◆ **TASKS TO CARRY OUT**:
1. Please copy the Top Ten post word for word, from "Drink every time" to "with subsequent releases.".
2. In the Top Ten post, which album by The Shins holds the number 10 spot?
3. List every subject that the Top Ten post says Wincing the Night Away is about.

Tuesday, January 15, 2008

The Top Ten (pt 1)

Drink every time you see the word "pop".



10. The Shins - Wincing the Night Away

The shimmering indie-pop sound that James Mercer has worked so hard to create comes to full fruition on Wincing the Night Away, an album that is by turns about relationships, drugs, and Nietzschean ideal of the Übermensch
. Mercer's lyrics are almost constantly murky, but the music that accompanies it is full of shimmering guitars and drum machines, making it impossible to really care how bizarre the words are, because the music is just so damn upbeat. This is, by far, The Shins most cohesive album to date, and I look forward to seeing how they develop with subsequent releases.

Image-grounded pointing data

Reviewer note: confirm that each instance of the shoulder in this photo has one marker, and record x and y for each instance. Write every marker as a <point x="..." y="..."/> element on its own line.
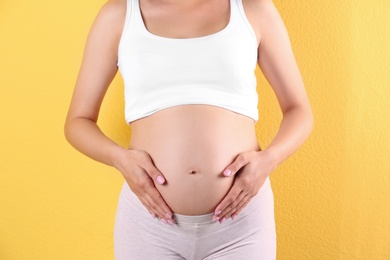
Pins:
<point x="109" y="22"/>
<point x="113" y="11"/>
<point x="262" y="15"/>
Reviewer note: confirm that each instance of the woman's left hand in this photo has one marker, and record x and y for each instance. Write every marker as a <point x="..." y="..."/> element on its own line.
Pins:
<point x="250" y="170"/>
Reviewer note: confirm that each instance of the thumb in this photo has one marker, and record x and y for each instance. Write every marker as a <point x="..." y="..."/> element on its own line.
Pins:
<point x="154" y="173"/>
<point x="233" y="168"/>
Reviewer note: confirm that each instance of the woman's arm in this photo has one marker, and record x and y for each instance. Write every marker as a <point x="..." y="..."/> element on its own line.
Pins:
<point x="98" y="68"/>
<point x="277" y="62"/>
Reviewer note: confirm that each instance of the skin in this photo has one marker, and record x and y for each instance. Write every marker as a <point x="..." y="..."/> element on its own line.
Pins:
<point x="143" y="164"/>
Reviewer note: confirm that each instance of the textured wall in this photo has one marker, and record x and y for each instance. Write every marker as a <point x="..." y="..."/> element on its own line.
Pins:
<point x="332" y="198"/>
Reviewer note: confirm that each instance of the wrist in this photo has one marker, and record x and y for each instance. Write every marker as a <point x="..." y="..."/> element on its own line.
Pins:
<point x="273" y="157"/>
<point x="117" y="156"/>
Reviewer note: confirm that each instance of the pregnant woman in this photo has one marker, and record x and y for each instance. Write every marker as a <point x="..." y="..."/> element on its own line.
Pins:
<point x="196" y="181"/>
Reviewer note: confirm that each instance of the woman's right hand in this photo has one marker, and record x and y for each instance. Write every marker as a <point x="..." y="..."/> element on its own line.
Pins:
<point x="142" y="175"/>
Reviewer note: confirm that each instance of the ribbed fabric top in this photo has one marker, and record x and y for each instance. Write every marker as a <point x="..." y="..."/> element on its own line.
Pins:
<point x="216" y="69"/>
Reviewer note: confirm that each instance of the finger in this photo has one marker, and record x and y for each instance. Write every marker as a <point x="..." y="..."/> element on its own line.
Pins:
<point x="157" y="203"/>
<point x="152" y="170"/>
<point x="236" y="205"/>
<point x="238" y="163"/>
<point x="235" y="214"/>
<point x="229" y="198"/>
<point x="232" y="205"/>
<point x="146" y="205"/>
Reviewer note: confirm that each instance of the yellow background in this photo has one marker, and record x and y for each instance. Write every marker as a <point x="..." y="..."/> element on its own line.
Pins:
<point x="332" y="197"/>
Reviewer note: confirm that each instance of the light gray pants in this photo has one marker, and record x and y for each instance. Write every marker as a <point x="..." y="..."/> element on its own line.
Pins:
<point x="251" y="235"/>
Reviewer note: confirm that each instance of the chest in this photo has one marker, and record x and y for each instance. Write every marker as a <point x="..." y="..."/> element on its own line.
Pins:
<point x="185" y="20"/>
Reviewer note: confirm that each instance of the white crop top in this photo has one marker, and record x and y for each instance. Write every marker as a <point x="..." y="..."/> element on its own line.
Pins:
<point x="216" y="69"/>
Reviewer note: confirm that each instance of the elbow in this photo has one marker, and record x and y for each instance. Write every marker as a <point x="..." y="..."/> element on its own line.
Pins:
<point x="67" y="130"/>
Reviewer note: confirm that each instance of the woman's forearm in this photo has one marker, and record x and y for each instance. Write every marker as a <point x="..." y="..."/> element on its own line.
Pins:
<point x="296" y="126"/>
<point x="84" y="135"/>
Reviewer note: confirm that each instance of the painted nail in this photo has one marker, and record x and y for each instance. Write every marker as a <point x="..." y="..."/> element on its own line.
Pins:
<point x="160" y="180"/>
<point x="227" y="172"/>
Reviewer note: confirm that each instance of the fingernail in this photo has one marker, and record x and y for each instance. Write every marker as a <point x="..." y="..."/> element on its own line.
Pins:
<point x="227" y="172"/>
<point x="160" y="180"/>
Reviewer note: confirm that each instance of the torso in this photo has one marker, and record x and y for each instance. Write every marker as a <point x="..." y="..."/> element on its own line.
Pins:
<point x="192" y="151"/>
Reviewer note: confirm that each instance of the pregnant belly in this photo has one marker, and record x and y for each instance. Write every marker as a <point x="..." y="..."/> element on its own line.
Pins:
<point x="192" y="145"/>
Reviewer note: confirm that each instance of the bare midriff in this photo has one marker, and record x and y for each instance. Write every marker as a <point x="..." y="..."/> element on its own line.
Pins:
<point x="192" y="145"/>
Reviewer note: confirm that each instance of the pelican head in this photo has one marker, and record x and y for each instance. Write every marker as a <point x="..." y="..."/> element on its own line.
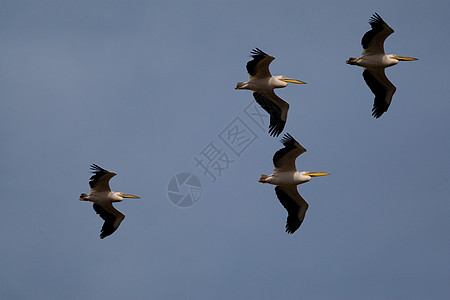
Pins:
<point x="308" y="175"/>
<point x="283" y="78"/>
<point x="402" y="58"/>
<point x="120" y="194"/>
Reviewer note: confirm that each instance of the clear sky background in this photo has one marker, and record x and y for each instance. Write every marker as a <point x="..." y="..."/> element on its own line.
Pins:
<point x="141" y="88"/>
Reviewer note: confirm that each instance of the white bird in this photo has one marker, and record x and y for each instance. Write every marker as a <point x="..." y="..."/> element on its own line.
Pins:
<point x="374" y="61"/>
<point x="103" y="197"/>
<point x="262" y="83"/>
<point x="286" y="178"/>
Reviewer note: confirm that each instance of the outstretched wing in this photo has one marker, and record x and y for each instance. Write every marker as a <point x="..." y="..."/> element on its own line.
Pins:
<point x="373" y="40"/>
<point x="111" y="216"/>
<point x="382" y="88"/>
<point x="99" y="182"/>
<point x="259" y="66"/>
<point x="277" y="109"/>
<point x="295" y="205"/>
<point x="284" y="159"/>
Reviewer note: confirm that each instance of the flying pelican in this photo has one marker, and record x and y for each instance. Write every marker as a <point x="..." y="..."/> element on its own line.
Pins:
<point x="262" y="83"/>
<point x="374" y="61"/>
<point x="286" y="178"/>
<point x="103" y="197"/>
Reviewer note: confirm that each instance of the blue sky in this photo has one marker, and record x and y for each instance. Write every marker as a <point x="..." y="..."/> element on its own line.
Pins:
<point x="141" y="88"/>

◆ **ANSWERS PROVIDED**:
1.
Drink every time you see the word "pop".



10. The Shins - Wincing the Night Away

The shimmering indie-pop sound that James Mercer has worked so hard to create comes to full fruition on Wincing the Night Away, an album that is by turns about relationships, drugs, and Nietzschean ideal of the Übermensch
. Mercer's lyrics are almost constantly murky, but the music that accompanies it is full of shimmering guitars and drum machines, making it impossible to really care how bizarre the words are, because the music is just so damn upbeat. This is, by far, The Shins most cohesive album to date, and I look forward to seeing how they develop with subsequent releases.

2. Wincing the Night Away

3.
- relationships
- drugs
- Nietzschean ideal of the Übermensch